● DATA RECORDS:
§

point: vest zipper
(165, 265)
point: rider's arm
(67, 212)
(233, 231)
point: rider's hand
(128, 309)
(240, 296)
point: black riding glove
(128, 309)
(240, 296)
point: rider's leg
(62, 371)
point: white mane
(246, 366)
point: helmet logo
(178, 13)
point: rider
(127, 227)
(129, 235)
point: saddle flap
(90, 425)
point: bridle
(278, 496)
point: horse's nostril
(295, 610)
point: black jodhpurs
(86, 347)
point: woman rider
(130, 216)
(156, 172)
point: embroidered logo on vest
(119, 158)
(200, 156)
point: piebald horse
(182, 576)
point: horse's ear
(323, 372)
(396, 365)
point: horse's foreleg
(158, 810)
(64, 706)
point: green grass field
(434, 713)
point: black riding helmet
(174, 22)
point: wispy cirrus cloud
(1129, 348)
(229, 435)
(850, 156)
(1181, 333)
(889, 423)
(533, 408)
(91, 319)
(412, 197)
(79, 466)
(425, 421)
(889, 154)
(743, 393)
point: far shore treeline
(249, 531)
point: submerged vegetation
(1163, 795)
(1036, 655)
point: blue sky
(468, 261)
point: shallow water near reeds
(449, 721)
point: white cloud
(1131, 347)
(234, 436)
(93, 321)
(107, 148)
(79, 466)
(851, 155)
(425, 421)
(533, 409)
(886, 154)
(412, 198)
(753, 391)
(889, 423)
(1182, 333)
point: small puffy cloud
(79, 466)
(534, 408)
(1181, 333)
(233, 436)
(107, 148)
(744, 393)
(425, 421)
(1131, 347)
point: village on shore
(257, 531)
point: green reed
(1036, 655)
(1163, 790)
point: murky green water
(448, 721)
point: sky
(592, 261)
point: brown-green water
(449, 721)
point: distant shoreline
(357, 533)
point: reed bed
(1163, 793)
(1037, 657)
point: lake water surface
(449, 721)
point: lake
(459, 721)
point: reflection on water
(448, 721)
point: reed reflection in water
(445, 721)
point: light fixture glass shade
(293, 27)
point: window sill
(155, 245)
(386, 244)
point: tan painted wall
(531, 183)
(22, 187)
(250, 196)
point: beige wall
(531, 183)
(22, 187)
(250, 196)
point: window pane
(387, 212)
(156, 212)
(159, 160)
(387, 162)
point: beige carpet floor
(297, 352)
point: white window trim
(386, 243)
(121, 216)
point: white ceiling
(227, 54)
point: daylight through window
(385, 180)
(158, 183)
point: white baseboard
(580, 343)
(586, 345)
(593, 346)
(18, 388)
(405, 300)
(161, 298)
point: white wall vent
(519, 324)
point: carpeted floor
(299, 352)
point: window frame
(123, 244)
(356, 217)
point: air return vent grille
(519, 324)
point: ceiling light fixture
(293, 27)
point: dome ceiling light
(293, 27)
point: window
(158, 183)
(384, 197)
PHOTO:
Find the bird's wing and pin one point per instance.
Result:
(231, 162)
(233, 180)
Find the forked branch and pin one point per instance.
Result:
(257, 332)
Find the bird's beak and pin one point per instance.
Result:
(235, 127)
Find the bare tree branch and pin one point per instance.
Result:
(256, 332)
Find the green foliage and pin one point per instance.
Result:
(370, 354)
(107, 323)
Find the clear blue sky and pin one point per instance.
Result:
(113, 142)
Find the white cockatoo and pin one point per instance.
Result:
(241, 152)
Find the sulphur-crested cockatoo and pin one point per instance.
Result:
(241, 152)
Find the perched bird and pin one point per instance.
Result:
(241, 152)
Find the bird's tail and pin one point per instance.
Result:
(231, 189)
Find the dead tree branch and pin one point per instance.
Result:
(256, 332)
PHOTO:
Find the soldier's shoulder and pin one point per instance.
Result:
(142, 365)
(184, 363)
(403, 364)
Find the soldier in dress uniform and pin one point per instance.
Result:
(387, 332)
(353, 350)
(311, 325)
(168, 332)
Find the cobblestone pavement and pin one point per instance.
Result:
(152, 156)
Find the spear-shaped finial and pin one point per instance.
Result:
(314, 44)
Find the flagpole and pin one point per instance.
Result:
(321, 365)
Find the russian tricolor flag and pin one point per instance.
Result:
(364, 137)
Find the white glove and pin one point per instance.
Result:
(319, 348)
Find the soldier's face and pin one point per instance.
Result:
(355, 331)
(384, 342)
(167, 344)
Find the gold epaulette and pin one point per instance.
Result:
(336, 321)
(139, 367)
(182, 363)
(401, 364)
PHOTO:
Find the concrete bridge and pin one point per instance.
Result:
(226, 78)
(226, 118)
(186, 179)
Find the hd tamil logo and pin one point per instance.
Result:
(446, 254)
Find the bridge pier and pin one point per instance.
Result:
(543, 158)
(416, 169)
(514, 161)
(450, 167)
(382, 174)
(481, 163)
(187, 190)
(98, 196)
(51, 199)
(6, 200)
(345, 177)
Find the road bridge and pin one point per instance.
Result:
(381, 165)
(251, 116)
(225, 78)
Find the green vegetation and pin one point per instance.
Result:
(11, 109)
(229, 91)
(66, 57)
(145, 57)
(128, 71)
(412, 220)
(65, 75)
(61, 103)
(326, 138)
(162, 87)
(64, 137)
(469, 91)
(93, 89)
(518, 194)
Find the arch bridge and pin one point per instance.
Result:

§

● WHAT THE EXERCISE ASKS:
Scan the material above for the string "branch" and report each line where you find it.

● ANSWER FOR THIS EXERCISE:
Find the forked branch and pin one point per instance.
Find the bare tree branch and pin one point per instance.
Find the dead tree branch and pin one point per instance.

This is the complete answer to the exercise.